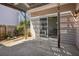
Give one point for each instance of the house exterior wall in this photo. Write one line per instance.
(67, 28)
(8, 16)
(77, 27)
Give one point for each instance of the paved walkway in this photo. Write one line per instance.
(39, 48)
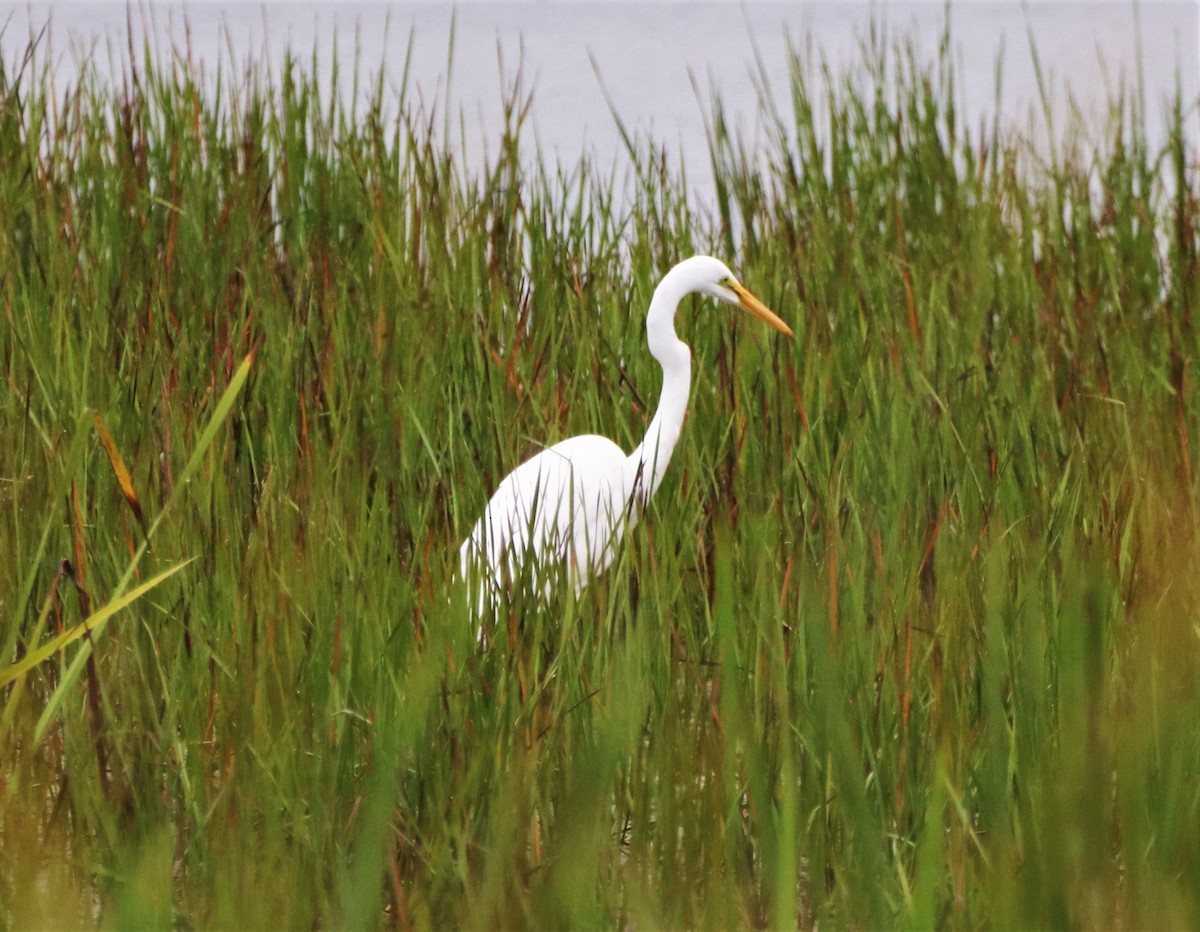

▸ **Work required**:
From the records above, pick out each row containing the string "line" and copy those rows over unchanged.

▸ **Exercise solution**:
Give one point for each instance of the house exterior wall in this photo. Write one line per instance.
Give one point for each instance of the paved walkway in this photo. Write one line per instance.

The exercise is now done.